YOUR INSTRUCTIONS -> Print the line that has "of the navy" in it, then every remaining line of the data, exactly and without anything extra.

DATASET CONTENT below:

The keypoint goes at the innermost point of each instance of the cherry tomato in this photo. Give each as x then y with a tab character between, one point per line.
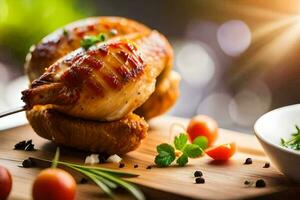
54	184
5	183
222	152
202	125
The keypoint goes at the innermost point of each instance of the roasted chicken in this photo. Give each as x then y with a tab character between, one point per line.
63	41
84	98
104	83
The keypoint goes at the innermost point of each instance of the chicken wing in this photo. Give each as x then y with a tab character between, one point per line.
118	137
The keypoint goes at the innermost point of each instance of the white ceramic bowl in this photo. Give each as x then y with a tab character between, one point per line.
273	126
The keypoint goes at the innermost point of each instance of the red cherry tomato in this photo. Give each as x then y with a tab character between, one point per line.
5	183
54	184
222	152
202	125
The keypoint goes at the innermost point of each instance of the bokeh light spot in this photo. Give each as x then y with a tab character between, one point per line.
195	64
234	37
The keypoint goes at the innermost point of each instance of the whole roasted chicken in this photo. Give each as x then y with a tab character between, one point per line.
85	97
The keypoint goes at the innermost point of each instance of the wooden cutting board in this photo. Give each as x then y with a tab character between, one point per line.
223	181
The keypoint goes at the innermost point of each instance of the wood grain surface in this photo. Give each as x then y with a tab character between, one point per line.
223	180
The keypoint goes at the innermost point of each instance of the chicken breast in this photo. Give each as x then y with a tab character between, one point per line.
103	83
67	39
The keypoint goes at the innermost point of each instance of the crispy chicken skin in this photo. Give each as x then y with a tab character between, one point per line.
105	82
66	40
118	137
85	98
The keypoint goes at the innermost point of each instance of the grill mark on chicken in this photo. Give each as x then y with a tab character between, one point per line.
93	62
75	76
112	80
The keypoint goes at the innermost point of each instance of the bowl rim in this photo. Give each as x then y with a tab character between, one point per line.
278	146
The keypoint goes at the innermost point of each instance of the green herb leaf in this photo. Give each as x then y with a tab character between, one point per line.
96	180
110	171
166	155
129	187
180	141
294	142
182	160
201	141
89	41
192	150
55	159
106	179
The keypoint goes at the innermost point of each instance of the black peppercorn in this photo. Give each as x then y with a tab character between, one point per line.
248	161
260	183
200	180
20	145
198	174
121	165
83	181
28	142
103	157
27	163
267	165
29	147
247	182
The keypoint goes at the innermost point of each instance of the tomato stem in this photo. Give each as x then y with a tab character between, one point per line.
55	159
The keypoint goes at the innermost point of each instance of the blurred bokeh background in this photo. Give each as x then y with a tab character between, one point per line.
238	59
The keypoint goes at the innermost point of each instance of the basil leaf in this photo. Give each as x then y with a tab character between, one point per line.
192	150
201	141
180	141
182	160
166	155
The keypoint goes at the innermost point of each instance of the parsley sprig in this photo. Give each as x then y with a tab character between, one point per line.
91	40
294	142
166	152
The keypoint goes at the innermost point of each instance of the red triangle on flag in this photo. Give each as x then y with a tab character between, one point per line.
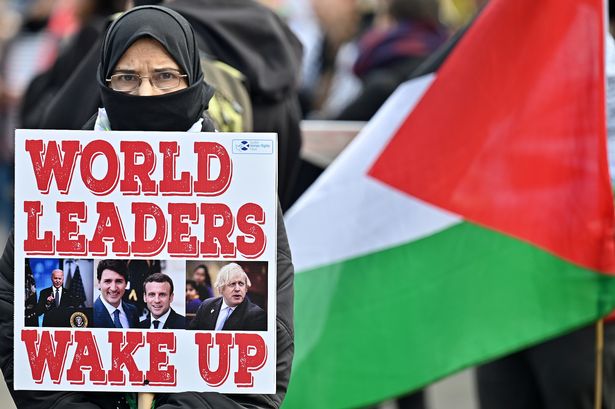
511	134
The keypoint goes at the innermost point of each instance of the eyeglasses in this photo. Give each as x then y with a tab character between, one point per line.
127	82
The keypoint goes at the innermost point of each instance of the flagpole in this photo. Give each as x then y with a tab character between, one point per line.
599	362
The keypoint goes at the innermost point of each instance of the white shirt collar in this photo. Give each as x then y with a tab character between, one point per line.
225	306
110	308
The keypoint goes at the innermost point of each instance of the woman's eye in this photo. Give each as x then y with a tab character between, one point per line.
127	77
165	76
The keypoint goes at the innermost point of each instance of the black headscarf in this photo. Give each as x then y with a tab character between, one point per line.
175	111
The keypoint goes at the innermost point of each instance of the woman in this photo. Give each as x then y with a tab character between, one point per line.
140	44
150	76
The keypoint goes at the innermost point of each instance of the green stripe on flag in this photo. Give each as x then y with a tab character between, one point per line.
382	324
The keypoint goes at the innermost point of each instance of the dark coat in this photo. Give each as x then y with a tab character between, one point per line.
51	318
240	33
102	319
174	321
246	317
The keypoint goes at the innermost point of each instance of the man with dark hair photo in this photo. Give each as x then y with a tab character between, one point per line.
158	295
109	309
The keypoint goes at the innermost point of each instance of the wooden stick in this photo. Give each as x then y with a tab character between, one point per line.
145	400
599	350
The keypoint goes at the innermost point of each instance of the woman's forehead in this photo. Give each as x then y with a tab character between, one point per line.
146	51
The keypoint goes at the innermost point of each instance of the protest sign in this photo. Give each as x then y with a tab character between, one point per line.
109	228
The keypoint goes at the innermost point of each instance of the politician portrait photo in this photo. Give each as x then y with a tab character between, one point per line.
240	300
159	294
58	292
110	310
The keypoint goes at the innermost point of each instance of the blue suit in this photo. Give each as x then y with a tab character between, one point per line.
102	319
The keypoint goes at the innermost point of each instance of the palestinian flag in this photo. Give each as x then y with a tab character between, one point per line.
473	216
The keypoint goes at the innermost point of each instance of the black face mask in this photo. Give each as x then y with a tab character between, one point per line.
175	111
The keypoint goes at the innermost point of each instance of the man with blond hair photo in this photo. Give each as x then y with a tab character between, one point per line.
232	311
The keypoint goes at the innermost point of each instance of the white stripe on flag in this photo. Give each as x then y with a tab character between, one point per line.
345	214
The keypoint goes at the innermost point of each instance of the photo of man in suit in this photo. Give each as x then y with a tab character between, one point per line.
158	295
53	301
109	309
233	311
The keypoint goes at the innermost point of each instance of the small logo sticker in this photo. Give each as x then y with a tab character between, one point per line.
253	146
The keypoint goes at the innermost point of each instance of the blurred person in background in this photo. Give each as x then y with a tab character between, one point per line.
405	33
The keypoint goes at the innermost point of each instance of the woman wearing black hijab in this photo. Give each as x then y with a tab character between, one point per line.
153	105
150	76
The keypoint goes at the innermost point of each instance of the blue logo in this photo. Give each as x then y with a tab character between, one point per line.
253	146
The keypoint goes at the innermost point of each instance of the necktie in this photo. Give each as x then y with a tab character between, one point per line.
221	325
116	319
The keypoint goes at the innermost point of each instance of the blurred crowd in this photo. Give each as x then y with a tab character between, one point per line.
355	52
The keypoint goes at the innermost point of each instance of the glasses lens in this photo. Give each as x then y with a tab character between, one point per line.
124	82
165	80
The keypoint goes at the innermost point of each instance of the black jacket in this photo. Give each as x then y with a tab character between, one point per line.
48	308
246	317
241	33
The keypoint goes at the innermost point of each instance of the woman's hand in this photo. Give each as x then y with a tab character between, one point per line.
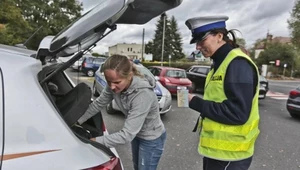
191	96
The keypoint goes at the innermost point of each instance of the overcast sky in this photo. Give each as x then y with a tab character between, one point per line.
252	17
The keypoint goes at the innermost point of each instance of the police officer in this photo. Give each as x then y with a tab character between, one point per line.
229	114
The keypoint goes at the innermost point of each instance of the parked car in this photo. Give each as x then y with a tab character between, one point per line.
171	78
197	74
91	64
163	95
293	103
263	87
40	105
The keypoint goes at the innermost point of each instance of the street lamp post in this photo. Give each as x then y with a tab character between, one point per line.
163	39
143	44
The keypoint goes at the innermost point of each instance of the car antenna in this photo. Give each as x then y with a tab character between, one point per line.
24	44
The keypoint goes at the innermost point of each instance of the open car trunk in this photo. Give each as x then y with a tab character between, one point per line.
71	103
76	39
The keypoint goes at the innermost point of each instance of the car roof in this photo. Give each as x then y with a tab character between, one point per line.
167	68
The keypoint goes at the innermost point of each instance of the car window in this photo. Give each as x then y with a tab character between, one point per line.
176	73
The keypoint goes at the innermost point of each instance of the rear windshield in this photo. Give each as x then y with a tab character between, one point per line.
176	73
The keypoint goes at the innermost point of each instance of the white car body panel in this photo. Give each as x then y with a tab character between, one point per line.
32	124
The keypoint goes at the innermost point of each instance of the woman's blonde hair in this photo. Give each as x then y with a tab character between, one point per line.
121	64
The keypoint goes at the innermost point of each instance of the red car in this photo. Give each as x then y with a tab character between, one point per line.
171	78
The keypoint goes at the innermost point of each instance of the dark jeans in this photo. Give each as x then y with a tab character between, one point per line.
211	164
146	153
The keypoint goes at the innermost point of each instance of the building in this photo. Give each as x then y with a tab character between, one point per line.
133	51
261	46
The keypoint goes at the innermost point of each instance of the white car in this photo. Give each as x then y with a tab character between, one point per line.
77	65
164	97
40	105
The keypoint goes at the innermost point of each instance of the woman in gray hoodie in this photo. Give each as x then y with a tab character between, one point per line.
134	95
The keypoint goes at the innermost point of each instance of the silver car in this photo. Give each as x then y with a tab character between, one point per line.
163	95
40	105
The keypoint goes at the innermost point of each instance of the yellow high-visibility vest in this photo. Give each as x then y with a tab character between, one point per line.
227	142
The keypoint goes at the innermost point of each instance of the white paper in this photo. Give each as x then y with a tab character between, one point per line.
182	97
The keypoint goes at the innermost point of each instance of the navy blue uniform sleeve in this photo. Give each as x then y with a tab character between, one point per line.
239	85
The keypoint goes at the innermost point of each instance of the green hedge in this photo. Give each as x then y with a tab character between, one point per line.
182	65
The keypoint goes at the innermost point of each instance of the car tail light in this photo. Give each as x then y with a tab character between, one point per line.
294	93
166	80
112	164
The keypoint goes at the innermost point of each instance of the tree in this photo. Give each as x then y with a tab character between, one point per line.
176	40
294	24
278	51
172	40
52	15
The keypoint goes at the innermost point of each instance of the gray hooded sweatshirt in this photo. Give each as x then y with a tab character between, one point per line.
140	106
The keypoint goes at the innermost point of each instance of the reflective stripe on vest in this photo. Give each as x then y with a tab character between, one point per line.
227	142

End of DATASET CONTENT.

OUTPUT OF THE EXERCISE ->
The keypoint goes at the innermost point of each instance of the navy blue uniform sleeve in this photo. Give each as x then y with a tab character between, one point per line.
239	85
The keypoint goes at the innermost point of each instance of the green hedge in this photo. Give each as x then y with a tab character between, one point per line.
182	65
The keypoint goes at the innermost point of each instance of the car tail light in this photo. Give each as x then y with a tab character between, one point per line.
294	93
166	80
112	164
The keypoint goes at the innermost point of each instance of the tree in this photo. Give each as x then y with a tab character between, one point per line.
176	40
294	24
278	51
172	40
52	15
The keypoint goes at the innermost point of each instance of the gray hooded sweatshirt in this photo. Give each as x then y with a tab character between, one point per line.
140	106
The keypoint goes at the innermost point of each instance of the reflective stripe on vest in this photo. Give each as x then y with a tab character between, one point per line.
227	142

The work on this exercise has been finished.